## MATERIAL TO PROCESS:
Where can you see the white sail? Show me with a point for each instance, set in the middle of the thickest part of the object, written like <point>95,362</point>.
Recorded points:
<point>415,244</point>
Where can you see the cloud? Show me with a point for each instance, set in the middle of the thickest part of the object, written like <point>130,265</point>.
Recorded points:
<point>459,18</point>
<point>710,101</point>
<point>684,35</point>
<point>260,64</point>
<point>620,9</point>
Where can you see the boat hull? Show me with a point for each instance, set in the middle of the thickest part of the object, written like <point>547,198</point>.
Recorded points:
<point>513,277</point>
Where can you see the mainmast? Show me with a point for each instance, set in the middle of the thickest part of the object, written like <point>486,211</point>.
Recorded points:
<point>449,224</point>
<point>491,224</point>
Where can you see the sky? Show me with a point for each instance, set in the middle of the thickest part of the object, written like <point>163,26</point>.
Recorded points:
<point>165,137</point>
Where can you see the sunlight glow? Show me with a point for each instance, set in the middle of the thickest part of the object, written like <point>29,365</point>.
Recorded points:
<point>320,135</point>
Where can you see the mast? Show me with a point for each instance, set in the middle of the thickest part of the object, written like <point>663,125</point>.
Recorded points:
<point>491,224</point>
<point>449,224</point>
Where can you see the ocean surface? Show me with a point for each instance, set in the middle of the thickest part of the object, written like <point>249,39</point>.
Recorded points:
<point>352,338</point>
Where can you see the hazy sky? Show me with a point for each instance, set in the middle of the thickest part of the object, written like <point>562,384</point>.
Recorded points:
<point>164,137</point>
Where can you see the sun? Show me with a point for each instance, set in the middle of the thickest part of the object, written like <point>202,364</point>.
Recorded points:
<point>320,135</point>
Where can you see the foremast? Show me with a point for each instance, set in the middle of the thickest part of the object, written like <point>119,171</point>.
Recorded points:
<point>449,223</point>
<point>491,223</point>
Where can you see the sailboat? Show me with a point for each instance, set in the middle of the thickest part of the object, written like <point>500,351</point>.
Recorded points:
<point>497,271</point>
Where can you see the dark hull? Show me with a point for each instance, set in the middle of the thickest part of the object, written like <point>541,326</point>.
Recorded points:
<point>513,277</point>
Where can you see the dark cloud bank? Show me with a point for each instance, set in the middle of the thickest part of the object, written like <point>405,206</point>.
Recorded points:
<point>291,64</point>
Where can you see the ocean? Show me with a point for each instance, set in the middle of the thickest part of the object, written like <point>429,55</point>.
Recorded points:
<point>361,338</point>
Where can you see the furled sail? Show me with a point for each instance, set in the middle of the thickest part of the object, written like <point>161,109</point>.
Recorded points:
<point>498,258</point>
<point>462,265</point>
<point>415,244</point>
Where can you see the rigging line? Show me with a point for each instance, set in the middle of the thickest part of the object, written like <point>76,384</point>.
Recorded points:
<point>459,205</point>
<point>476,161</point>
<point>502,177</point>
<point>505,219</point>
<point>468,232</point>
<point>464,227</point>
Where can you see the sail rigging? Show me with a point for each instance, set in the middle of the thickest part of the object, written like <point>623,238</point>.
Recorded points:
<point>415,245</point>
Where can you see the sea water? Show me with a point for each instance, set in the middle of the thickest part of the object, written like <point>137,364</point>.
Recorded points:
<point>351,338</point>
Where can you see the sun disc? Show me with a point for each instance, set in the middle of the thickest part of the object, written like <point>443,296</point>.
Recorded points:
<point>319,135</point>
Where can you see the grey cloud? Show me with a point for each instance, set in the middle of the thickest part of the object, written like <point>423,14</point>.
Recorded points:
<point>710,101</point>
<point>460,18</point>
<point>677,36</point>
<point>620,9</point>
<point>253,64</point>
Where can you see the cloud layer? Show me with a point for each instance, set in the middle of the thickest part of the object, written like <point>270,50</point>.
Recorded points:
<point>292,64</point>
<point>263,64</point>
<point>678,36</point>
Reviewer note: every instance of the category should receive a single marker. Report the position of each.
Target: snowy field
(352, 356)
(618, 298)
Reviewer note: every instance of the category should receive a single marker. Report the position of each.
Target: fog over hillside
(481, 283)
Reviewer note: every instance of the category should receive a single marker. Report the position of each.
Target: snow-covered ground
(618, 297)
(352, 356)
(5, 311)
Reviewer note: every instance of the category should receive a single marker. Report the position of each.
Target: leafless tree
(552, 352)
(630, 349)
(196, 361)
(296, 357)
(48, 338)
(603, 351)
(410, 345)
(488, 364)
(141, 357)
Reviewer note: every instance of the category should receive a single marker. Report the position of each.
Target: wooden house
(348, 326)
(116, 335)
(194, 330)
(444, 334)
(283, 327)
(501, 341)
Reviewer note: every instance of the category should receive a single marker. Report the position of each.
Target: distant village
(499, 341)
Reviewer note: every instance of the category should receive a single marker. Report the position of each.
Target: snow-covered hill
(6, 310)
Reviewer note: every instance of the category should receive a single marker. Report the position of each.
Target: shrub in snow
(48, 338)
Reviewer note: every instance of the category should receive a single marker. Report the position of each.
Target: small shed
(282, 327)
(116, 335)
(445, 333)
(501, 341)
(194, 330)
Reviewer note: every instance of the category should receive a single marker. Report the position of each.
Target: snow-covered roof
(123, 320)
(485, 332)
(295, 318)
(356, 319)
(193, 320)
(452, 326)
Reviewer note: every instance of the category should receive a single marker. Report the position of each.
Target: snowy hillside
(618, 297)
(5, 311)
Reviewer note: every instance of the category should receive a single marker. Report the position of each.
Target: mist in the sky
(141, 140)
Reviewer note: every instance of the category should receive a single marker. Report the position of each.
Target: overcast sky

## BRIEF:
Look through the listing, and copy each line in which the string "hull" turns up.

## EXERCISE RESULT:
Where can you see the boat hull? Show me with a point for each instance, set in the middle of the thickest part of the object, written like <point>547,198</point>.
Where can you see the dark hull? Show me with a point for each instance, set in the middle of the thickest part of the object, written like <point>541,326</point>.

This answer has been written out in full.